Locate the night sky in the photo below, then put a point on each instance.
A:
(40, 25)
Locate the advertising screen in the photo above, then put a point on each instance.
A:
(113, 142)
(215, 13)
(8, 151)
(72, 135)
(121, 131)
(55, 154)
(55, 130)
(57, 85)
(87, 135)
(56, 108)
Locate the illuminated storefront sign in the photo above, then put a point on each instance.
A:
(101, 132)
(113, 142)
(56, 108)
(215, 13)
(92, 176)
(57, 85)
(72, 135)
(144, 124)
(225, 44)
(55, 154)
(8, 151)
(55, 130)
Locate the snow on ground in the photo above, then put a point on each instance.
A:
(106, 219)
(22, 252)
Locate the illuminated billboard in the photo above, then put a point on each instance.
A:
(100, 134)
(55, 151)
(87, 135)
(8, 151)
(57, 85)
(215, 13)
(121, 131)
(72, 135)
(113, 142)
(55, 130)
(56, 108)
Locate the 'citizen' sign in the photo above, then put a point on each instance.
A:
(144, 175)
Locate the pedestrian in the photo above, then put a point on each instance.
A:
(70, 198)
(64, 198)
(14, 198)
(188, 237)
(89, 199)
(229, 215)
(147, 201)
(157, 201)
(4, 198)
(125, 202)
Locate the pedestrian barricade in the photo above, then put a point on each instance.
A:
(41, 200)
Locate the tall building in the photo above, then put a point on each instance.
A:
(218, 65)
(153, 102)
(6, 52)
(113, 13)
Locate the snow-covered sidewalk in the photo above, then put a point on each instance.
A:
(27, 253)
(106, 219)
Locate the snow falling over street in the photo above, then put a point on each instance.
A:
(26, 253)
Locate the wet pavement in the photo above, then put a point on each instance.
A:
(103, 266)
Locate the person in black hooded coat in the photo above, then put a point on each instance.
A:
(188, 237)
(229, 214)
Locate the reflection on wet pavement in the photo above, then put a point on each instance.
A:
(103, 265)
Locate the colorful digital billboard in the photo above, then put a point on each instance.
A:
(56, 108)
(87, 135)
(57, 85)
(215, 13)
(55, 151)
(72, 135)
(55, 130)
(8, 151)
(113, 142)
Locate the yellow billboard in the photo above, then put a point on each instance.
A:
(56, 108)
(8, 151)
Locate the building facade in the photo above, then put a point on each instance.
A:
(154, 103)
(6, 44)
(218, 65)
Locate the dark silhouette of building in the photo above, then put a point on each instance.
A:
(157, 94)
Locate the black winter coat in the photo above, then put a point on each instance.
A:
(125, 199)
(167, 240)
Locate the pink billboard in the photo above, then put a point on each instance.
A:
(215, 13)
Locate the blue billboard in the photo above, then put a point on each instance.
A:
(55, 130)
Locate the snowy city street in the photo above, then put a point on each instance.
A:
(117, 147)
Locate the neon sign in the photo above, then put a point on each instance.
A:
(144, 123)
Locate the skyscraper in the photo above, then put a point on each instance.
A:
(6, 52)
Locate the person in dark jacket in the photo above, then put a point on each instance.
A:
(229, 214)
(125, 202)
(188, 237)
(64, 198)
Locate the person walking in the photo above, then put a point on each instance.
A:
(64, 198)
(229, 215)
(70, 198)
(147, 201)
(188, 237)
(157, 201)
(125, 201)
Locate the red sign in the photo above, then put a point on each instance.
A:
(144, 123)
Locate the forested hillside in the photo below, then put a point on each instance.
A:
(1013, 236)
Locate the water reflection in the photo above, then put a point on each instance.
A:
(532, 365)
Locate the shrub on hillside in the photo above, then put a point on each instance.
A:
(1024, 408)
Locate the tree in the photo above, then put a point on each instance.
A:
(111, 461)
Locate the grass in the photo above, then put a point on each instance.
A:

* **Brief**: Reproduce the lines above, substituting "place a marker on" for each occurrence of "put a point on" and leaving everything else unchanged.

* **In response**:
Locate the night sky in the photo below, then place a marker on each instance.
A:
(40, 25)
Locate the advertising screen in the photo above, then place a marker on each instance.
A:
(113, 142)
(215, 13)
(8, 151)
(72, 135)
(121, 131)
(55, 154)
(55, 130)
(57, 85)
(87, 135)
(56, 108)
Locate the illuminated storefront sign in the photo above, then place a marker on each instance.
A:
(101, 132)
(113, 142)
(56, 108)
(215, 13)
(92, 176)
(57, 85)
(72, 135)
(144, 124)
(225, 44)
(55, 154)
(8, 151)
(55, 130)
Locate the snow on ground in the photo above, then place a marker on each instance.
A:
(106, 219)
(22, 252)
Locate the illuminated billboard in the photo above, then place a marker on each instance.
A:
(100, 134)
(55, 151)
(87, 135)
(8, 151)
(57, 85)
(215, 13)
(121, 131)
(72, 135)
(113, 142)
(55, 130)
(56, 108)
Locate the 'citizen' sign in the photo above, then place a marker on each instance.
A:
(144, 175)
Locate the pedestrian in the photo above, then place a marker on each instance.
A:
(70, 198)
(64, 198)
(14, 198)
(188, 237)
(89, 199)
(229, 215)
(147, 201)
(157, 201)
(4, 198)
(125, 202)
Locate the pedestrian barricade in the photo above, then place a marker on each instance.
A:
(41, 200)
Locate the tall building in the photo above, then place a marker on each instance.
A:
(218, 65)
(153, 102)
(6, 52)
(113, 13)
Locate the snow-covered sidewalk in the photo above, then place a marker on each instance.
A:
(27, 253)
(106, 219)
Locate the snow falling over street in the photo above, then place a marker on each instance.
A:
(26, 253)
Locate the wet pavement in the photo above, then place a marker on each instance.
A:
(103, 266)
Locate the person in black hooded coat in the photo above, then place a marker on each instance.
A:
(188, 237)
(229, 214)
Locate the reflection on wet pavement in the photo above, then place a marker on each instance.
A:
(103, 265)
Locate the colorful digital billboard in the photo above, then place a marker on each instance.
A:
(56, 108)
(87, 135)
(57, 85)
(215, 13)
(55, 151)
(72, 135)
(55, 130)
(8, 151)
(113, 142)
Locate the yellow billboard in the photo above, then place a marker on each instance.
A:
(56, 108)
(8, 151)
Locate the building facade in the photo above, then place a marker on each instance.
A:
(154, 103)
(6, 44)
(218, 65)
Locate the dark silhouette of building in the photo above, then place a marker on each instance.
A:
(157, 94)
Locate the black winter coat in the photo above, then place a marker on each instance.
A:
(125, 199)
(167, 240)
Locate the pink billboard in the photo above, then place a marker on each instance.
A:
(215, 13)
Locate the blue billboard in the photo above, then place a marker on each instance.
A:
(55, 130)
Locate the snowy city street in the photo above, then place a marker on each instance.
A:
(117, 147)
Locate the neon sign in the photo above, then place a marker on each instance.
A:
(144, 123)
Locate the skyscraper in the photo above, then place a marker on each instance.
A:
(6, 52)
Locate the person in dark jacket in the photo above, then place a marker on each instance.
A:
(229, 214)
(125, 202)
(188, 237)
(64, 198)
Locate the person walking in the photo above, then place a marker on each instance.
A:
(64, 198)
(229, 215)
(70, 198)
(147, 201)
(188, 237)
(157, 201)
(125, 201)
Locate the red sign in the photo above, then place a marker on each instance.
A:
(144, 123)
Locate the forested hillside in the photo below, then place a marker on each instance.
A:
(1013, 236)
Locate the water reflection in the photo above, then place a marker on each instance.
A:
(532, 365)
Locate the shrub on hillside in the photo above, then place a marker on each instance.
A:
(1024, 408)
Locate the tree in the photo above, then place a marker on each instance.
A:
(111, 461)
Locate the grass in the photo above, then place a marker on each instance.
A:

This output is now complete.